(Region pointing data)
*** Block opens ***

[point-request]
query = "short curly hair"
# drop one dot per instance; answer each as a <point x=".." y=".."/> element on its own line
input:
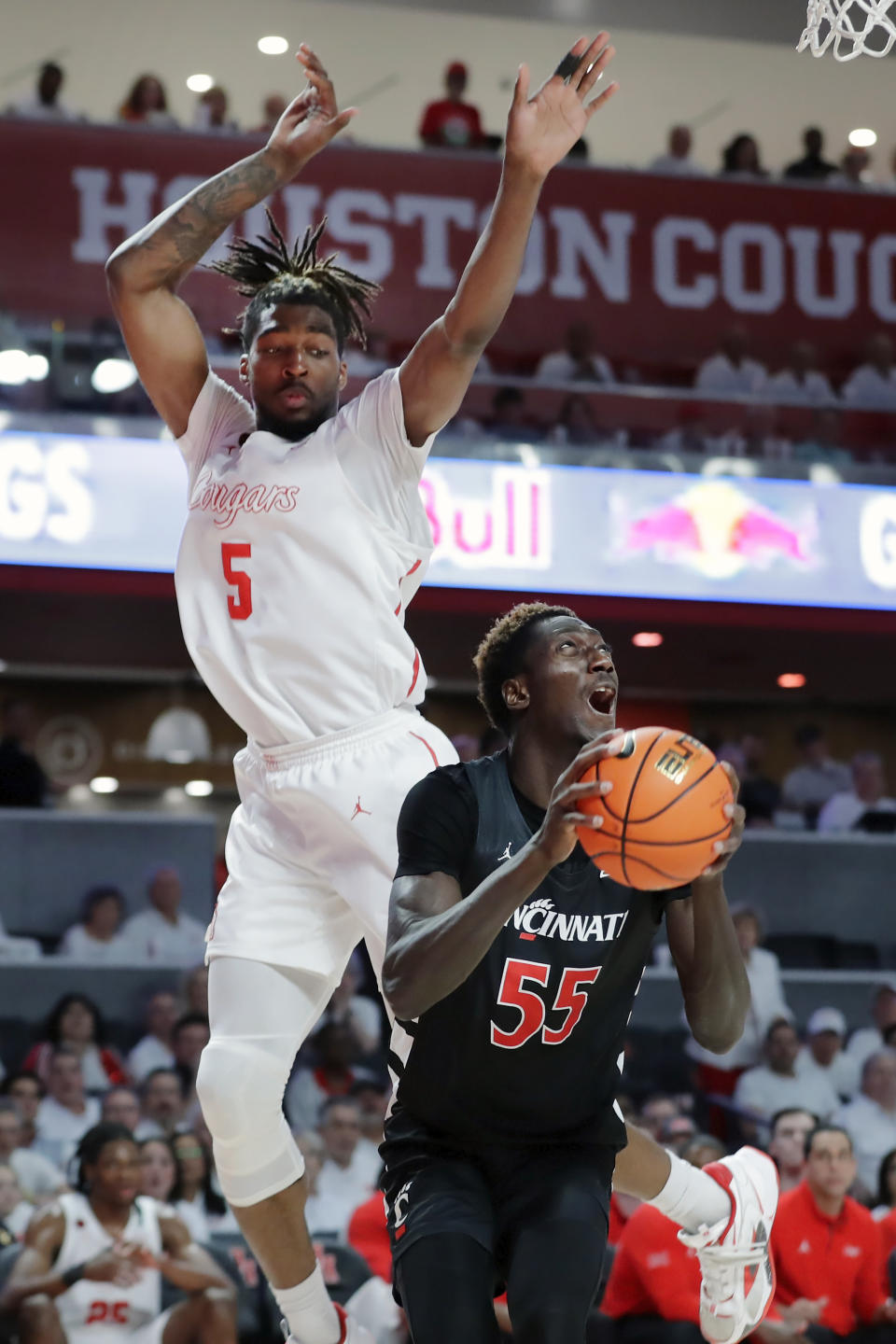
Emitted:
<point x="503" y="653"/>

*** Block closes ***

# WORK TASK
A verbatim copy of every record is required, with all pictures excluded.

# EXERCISE RESULT
[point-request]
query = "short curly hair"
# drop one dot per instance; answer each as a <point x=".." y=".."/> element on its own line
input:
Emitted:
<point x="503" y="653"/>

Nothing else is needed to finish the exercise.